Article:
▬▬▬
This setup allows me to trigger changes from either server/API code or writing/fixing specs and trigger full test run BEFORE restarting the server via nodemon.
Cheers!
I am using an .env file to hold environment variables for the server. This works if I run the server with foreman start. But it doesn't work with nodemon.
I would like to use nodemon instead because it restarts automatically when you modify the server. How can I get nodemon to work with .env files?
Install dotenv npm i dotenv
Create .env file and your variables inside
Add the script to execute
"dev": "nodemon -r dotenv/config ./app/index.js " or
"start": "node -r dotenv/config ./app/index.js "
Run the app using npm run dev or npm run start
I have a production Procfile with:
web: node web.js
So I have created a Procfile_dev file with:
web: nodemon web.js
And when I am at development environment I run:
$ foreman start -f Procfile_dev
It works like a charm and doesn't affect production.
You can get nodemon to directly use the .env with the following command
$: env $(cat .env) nodemon app.js
Be aware that you'll have to restart it if you make changes to .env and it won't like it if there are any spaces in your .env file.
With recent versions of Node (since io.js 1.6), you can pass it the -r flag to require a module on start. This lets you directly load .env by using nodemon's --exec:
nodemon --exec 'node -r dotenv/config'
This requires the npm package dotenv to be installed.
Place your local configuration variables in the .env file and run foreman along with nodemon using the following command
$ foreman run nodemon web.js
This works pretty well for me so far,
nodemon -w . -w .env index.js
How it works:
"-w ." tells nodemon to watch the files in the current directory
"-w .env" tells nodemon to watch the .env file
"index.js" is just the file to run when changes occur (could be anything)
"scripts": {
"start": "node -r dotenv/config src/server.js dotenv_config_path=dev.env dotenv_config_debug=true",
"start:dev": "nodemon --exec \"npm start\""
}
In my case the .env file is used for development and not deployment. So I wanted my code to be decoupled from the .env file. Ideally I didn't want to import 'dotenv/config' anywhere in my code. This is my solution:
My nodemon config:
{
"watch": [
"src",
".env"
▬▬▬
Provided records:
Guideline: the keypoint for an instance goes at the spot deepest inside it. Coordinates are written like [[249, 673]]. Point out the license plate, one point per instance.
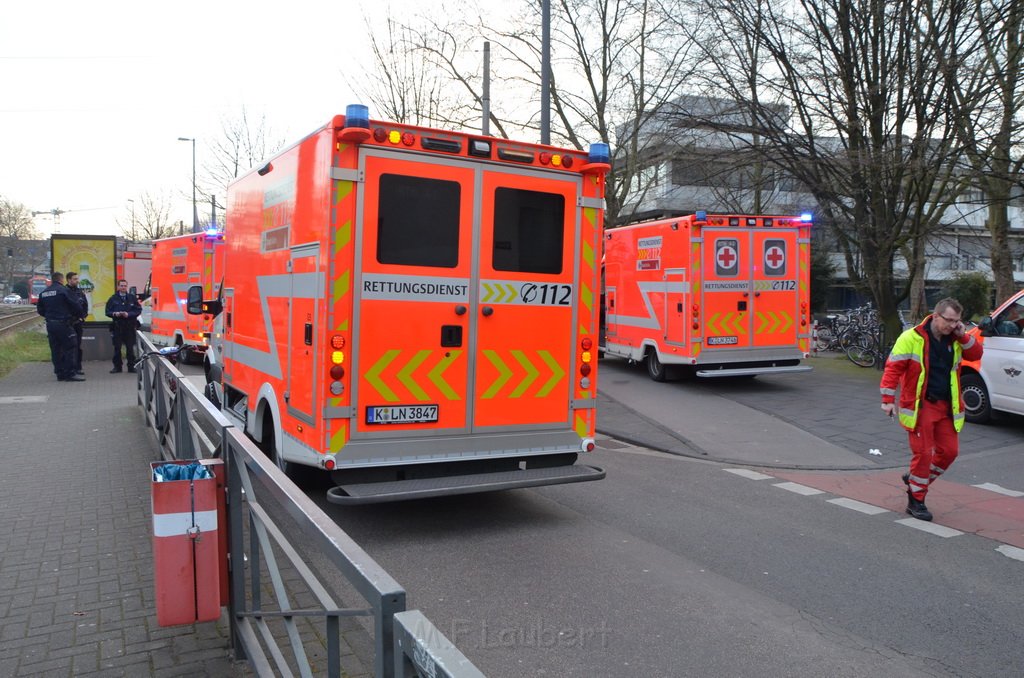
[[401, 414]]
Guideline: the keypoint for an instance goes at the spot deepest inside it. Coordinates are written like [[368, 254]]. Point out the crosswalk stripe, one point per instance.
[[931, 527], [869, 509]]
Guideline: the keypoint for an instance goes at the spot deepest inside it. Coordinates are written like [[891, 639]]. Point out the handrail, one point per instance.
[[186, 426]]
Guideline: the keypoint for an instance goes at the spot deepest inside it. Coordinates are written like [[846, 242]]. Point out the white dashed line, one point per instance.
[[1011, 552], [931, 527], [799, 489], [858, 506], [991, 486], [748, 473]]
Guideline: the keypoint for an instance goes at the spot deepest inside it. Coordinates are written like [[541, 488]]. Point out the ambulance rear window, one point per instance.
[[418, 221], [528, 230]]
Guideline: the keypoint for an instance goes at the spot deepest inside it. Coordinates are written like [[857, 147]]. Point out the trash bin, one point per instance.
[[186, 551]]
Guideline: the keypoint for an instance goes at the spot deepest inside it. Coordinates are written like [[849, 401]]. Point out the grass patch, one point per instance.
[[26, 346]]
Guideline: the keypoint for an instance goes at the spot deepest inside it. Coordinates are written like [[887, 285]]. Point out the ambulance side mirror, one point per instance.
[[195, 304]]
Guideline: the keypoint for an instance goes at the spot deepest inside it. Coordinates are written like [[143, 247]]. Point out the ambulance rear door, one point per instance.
[[726, 289]]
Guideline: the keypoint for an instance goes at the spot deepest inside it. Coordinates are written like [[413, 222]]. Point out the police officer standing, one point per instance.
[[124, 308], [79, 325], [60, 310]]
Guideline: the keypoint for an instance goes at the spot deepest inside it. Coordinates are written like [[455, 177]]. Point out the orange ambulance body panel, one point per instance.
[[408, 308], [715, 295], [178, 263]]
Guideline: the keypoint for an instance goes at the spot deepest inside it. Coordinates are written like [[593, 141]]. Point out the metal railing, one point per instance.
[[187, 426]]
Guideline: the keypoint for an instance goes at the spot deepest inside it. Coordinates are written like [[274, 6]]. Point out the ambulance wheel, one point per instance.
[[655, 369], [977, 407], [269, 448]]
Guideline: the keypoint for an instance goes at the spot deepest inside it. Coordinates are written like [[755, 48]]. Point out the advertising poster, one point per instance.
[[93, 257]]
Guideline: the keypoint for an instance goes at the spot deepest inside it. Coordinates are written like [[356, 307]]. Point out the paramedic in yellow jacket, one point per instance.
[[925, 368]]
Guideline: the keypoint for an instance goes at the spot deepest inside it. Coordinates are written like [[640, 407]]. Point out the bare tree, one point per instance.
[[16, 231], [869, 135], [988, 95], [150, 219], [245, 142]]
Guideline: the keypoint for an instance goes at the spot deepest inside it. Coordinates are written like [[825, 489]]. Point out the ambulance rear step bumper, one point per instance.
[[375, 493], [745, 372]]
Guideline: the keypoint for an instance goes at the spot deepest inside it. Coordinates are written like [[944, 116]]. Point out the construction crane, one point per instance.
[[56, 212]]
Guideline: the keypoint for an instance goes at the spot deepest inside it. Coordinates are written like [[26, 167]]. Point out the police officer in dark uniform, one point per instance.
[[60, 311], [79, 326], [124, 308]]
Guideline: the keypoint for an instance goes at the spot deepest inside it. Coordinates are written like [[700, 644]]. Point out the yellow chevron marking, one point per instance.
[[504, 374], [341, 287], [556, 376], [436, 376], [340, 437], [531, 373], [588, 254], [406, 375], [373, 375], [343, 237]]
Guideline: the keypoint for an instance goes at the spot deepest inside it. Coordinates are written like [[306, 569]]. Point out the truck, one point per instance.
[[178, 263], [995, 383], [709, 295], [413, 310]]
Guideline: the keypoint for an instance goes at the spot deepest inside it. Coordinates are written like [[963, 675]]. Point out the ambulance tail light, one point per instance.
[[337, 370]]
▬▬▬
To be done:
Answer these about the nodemon discussion:
1. What line does the Procfile_dev file contain?
2. Since which version of Node can you pass the -r flag to require a module on start?
3. In the command "nodemon -w . -w .env index.js", what does "-w .env" tell nodemon to do?
The records were drawn from a source other than the text.

Answer to the exercise:
1. web: nodemon web.js
2. io.js 1.6
3. Watch the .env file.